## SOURCE TEXT:
####
How far the mighty have fallen, and how well the termites have dined! I am, of course, referring to the odious Southern Poverty Law Center (SPLC), once an important voice against racism and a major player in dismantling it in America. With tons of money but not so much work to do these days, they’ve taken on a distinct Authoritarian Leftist cast, making lists of “anti-Muslim extremists” that include Muslim reformers like Maajid Nawaz and Ayaan Hirsi Ali. (The SPLC quietly took down that list when Nawaz, a Muslim, threatened to sue.)
They also stash their millions of saved bucks in offshore bank accounts, which is legal but sleazy. You can see my posts on the SPLC here.
But now it’s not enough for the SPLC to make little lists of “Muslim haters”, for they’ve decided to start tut-tutting about cultural appropriation. Get a load of their recent tweet and the website they run:
Most of the festivities surrounding #CincodeMayo in the US are textbook examples of cultural appropriation, relegating the history and culture of Mexican people to novelty items. Mexican culture cannot be reduced to tacos, oversized sombreros and piñatas. https://t.co/kffsaJWPUJ
— Southern Poverty Law Center (@splcenter) May 5, 2018
I don’t think anybody who celebrates Cinco de Mayo thinks or intends for their celebrations to encapsulate “all of Mexican culture.” Yes. there can be stereotypes, and I deplore those, but I don’t know who has the right to distinguish between good or bad cultural appropriation.
####
## DATASET EXCERPTS:
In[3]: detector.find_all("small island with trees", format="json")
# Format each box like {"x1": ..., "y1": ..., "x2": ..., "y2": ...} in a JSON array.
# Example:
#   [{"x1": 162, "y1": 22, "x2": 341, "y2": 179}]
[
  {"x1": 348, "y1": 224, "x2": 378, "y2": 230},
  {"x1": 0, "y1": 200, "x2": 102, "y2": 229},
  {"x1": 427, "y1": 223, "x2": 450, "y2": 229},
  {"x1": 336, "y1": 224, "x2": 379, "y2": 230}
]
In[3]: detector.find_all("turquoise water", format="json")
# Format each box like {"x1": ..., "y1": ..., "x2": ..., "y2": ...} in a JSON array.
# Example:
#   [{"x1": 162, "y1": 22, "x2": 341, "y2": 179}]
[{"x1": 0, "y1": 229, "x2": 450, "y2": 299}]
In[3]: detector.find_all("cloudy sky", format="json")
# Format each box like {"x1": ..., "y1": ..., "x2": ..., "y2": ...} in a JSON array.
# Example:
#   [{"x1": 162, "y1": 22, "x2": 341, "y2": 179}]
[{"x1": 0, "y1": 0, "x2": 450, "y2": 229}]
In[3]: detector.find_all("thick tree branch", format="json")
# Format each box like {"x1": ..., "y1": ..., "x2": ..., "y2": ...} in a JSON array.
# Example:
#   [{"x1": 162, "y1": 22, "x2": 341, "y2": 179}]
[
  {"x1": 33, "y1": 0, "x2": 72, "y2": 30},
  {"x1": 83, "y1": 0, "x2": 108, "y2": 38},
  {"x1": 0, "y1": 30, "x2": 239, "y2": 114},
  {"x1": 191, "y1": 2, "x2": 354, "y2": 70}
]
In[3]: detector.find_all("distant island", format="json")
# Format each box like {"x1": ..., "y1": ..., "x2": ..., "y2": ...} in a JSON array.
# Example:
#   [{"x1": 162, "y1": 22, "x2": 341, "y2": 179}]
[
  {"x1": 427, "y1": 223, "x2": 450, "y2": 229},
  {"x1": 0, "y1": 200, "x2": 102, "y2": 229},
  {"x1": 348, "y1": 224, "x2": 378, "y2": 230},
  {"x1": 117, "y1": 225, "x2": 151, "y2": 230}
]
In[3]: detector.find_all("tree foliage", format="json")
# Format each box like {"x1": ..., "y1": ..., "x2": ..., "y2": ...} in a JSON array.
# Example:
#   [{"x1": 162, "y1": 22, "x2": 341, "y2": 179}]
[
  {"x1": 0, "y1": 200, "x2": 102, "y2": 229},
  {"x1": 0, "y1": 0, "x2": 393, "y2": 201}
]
####
## WHAT YOU WILL DO:
#1 The post about the SPLC quotes a tweet. List the things that, according to that tweet, Mexican culture cannot be reduced to.
#2 According to the tweet quoted in the post about the SPLC, why are most Cinco de Mayo festivities in the US textbook examples of cultural appropriation? Answer in one to three sentences.
#3 Continue the post about the SPLC and Cinco de Mayo, starting right after its final sentence.

## ANSWERS GIVEN:
#1
- Tacos
- Oversized sombreros
- Piñatas

#2 The tweet says these festivities relegate the history and culture of Mexican people to novelty items. It adds that Mexican culture cannot be reduced to tacos, oversized sombreros and piñatas.

#3
If you go to the page they link to at “tolerance.org,” you find first that this is a project of the SPLC, though it’s in small print at the bottom of the page. Then you get a snooty little lecture about cultural tolerance that touts one incident of Mexico-bashing (an unwise attempt by Anglo students at a California high school to exacerbate tensions with Mexicans by wearing USA-flag teeshirts on Cinco de Mayo), but that also gives us the usual but bogus definition of cultural appropriation as “borrowing + power” (my emphasis):
Most of the festivities surrounding Cinco de Mayo in the United States are textbook examples of cultural appropriation, relegating the vast history and culture of Mexican people to a few novelty items. Mexican culture cannot be reduced to tacos, oversized sombreros and piñatas.
Cultural appropriation occurs when a person or other entity—a sports franchise, for example—claims as their own an aspect of a culture that does not belong to them. Doing so can, knowingly or unknowingly, deny the authenticity of that culture, particularly if it belongs to a marginalized group, and it can send harmful messages rooted in misinformation, prejudice and stereotypes.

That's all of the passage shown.